Selected passage
==============================

Author of Camel in Action: http://www.manning.com/ibsen/
Open Source Integration: http://fusesource.com
Blog: http://davsclaus.blogspot.com/
Twitter: http://twitter.com/davsclaus

Re: Processing 5 files at a time - Threads? SEDA + Concurrent Consumers?

Posted by jonathanq <jq...@abebooks.com>.
Excellent - that would definitely help my solution, as I could use lock files
and if we had to kill the process, it would just delete those on next start
up and re-process the files.

So when is 2.2.0 coming out? :-)

The solution I have works - and will probably what we will use for this
application. But that will help with future applications as we do end up
writing a lot of file based camel processes.

Thanks for all the help!

Jonathan


Claus Ibsen-2 wrote:
> 
> On Thu, Dec 31, 2009 at 12:33 AM, jonathanq <jq...@abebooks.com> wrote:
>>
>> I took a good look at the Route Policy - at first the
>> ThrottlingInflightRoutePolicy class seemed like it could work - as I
>> really
>> only want 5 exchanges to be in-flight at a time.
>>
>> Unfortunately it would never suspend the consumer.  I dug deeper into the
>> code and discovered why.  The ThrottlingInflightRoutePolicy class only
>> checks the number of inflight exchanges AFTER an exchange has been
>> processed
>> (the code to stop or start a consumer is all done in the onExchangeDone
>> method).
>>
>> Since in my case the exchanges will take a while to process - it wouldn't
>> know it had exceeded the maximum number until after it had finished
>> processing one of them.
>>
>> In my opinion that is a bug - or at the very least an important thing to
>> note in the documentation.  I spent a fair bit of time trying to figure
>> out
>> why I could not get it to work as it appeared it was supposed to.  All
>> because it was not checking the inflight numbers to the threshold until
>> after it had finished processing an exchange.

==============================

Supplied material

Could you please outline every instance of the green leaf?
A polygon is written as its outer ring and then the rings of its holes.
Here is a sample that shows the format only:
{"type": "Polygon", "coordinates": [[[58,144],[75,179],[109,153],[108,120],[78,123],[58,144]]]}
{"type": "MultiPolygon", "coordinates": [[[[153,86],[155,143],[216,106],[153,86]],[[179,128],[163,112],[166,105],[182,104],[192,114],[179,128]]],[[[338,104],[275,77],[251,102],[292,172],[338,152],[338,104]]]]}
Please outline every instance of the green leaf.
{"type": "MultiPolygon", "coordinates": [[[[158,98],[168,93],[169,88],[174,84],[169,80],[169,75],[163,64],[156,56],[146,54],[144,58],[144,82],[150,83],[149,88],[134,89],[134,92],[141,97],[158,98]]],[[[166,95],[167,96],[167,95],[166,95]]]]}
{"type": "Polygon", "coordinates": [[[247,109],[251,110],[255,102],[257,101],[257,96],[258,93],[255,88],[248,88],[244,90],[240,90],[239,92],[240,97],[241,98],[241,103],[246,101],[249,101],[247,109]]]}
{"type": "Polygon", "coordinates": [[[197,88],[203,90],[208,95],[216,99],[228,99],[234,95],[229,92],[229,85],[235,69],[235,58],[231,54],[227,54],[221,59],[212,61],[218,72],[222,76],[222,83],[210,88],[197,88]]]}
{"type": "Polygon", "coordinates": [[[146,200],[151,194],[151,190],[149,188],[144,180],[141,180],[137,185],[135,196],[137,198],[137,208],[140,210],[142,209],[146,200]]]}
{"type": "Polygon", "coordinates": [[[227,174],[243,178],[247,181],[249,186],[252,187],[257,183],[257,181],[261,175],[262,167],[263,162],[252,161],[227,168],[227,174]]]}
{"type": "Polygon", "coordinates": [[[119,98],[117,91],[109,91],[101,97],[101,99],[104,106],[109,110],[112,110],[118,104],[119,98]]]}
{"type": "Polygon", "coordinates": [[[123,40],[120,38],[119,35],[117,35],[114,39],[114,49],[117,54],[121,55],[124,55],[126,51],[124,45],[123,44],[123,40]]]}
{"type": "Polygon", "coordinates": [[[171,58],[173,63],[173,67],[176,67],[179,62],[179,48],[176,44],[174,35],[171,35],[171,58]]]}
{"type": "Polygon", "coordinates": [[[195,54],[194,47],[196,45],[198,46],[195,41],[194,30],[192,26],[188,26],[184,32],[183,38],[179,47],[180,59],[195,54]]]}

==============================

Instructions
1. Answer these questions about the Camel forum thread.
(a) Which class did jonathanq first think might work for his case?
(b) In which method does that class stop or start a consumer?
(c) Which release does Jonathan ask about?
2. Write the next part of the Camel forum thread, starting after its last sentence.
The items play no part in this work.

Task answers
1.
(a) ThrottlingInflightRoutePolicy
(b) onExchangeDone
(c) 2.2.0

2.
>>
>> I also tried writing my own FileThrottlingRoutePolicy that would test how
>> many files were in a "inprogress" directory - and stop the consumer if it
>> exceeded the max concurrent files.
>>
>> However I ran into read/write issues when I used the preMove of files -
>> for
>> some reason my processes later would throw exceptions about file not
>> found
>> or file lock (I can't remember which - i have been trying so many
>> different
>> things today to try and get this working).
>>
>> In the end I solved my problem by avoiding my problem :)
>>
>> The primary reason I didn't want the file locks to occur is it would be a
>> manual cleanup if we ever had to kill the process while it's running.
>> Otherwise the next time it started, it would ignore any of the files that
>> had a lock file as well.
>>
> 
> We have a ticket for that
> https://issues.apache.org/activemq/browse/CAMEL-2082
> 
> 
> 
>> I re-wrote my route to work as follows:
>>
>> from("file://incoming?maxMessagesPerPoll=1&idempotent=true&moveFailed=failed&move=processed&readLock=none").threads(5).process()
>>
> 
> Nice solution :)
> 
>> This way - when files are "finished" they will be placed in a "processed"
>> directory, when they fail they are put in a "failed" directory.  Anything
>> still in the incoming directory is to be processed.  Because the memory
>> of
>> what was processed and what hasn't been was all in memory - restarting
>> the
>> process will just re-start any of the files still in the incoming
>> directory.
>>
>> No more Lock files means restarting it won't cause us to have to delete
>> .lock files.
>>
>> I wish there was still an easier way to do what I wanted.  Now I just
>> have
>> to rely on the threads(5) to do the limiting to 5 files at a time.
>>  Although
>> if I understand your comment (and the documentation) I can't actually
>> rely
>> on threads(5) to spawn 5 threads..it will just spawn UP TO 5 threads
>> depending on the system load?
>>
>> Jonathan
>>
>>
>>
>>
>> Claus Ibsen-2 wrote:
>>>
>>> Hi
>>>
>>> See also route policy to throttle the file consumer to a pace of 5
>>> concurrent files
>>> http://camel.apache.org/routepolicy.html
>>>
>>>
>>>
>>> On Wed, Dec 30, 2009 at 11:51 AM, gmagniez <ga...@steria.com>
>>> wrote:
>>>>
>>>>
>>>> jonathanq wrote:
>>>>>
>>>>> I am trying to write a process that will use a file endpoint (camel
>>>>> 2.1.0)
>>>>> to read from a directory.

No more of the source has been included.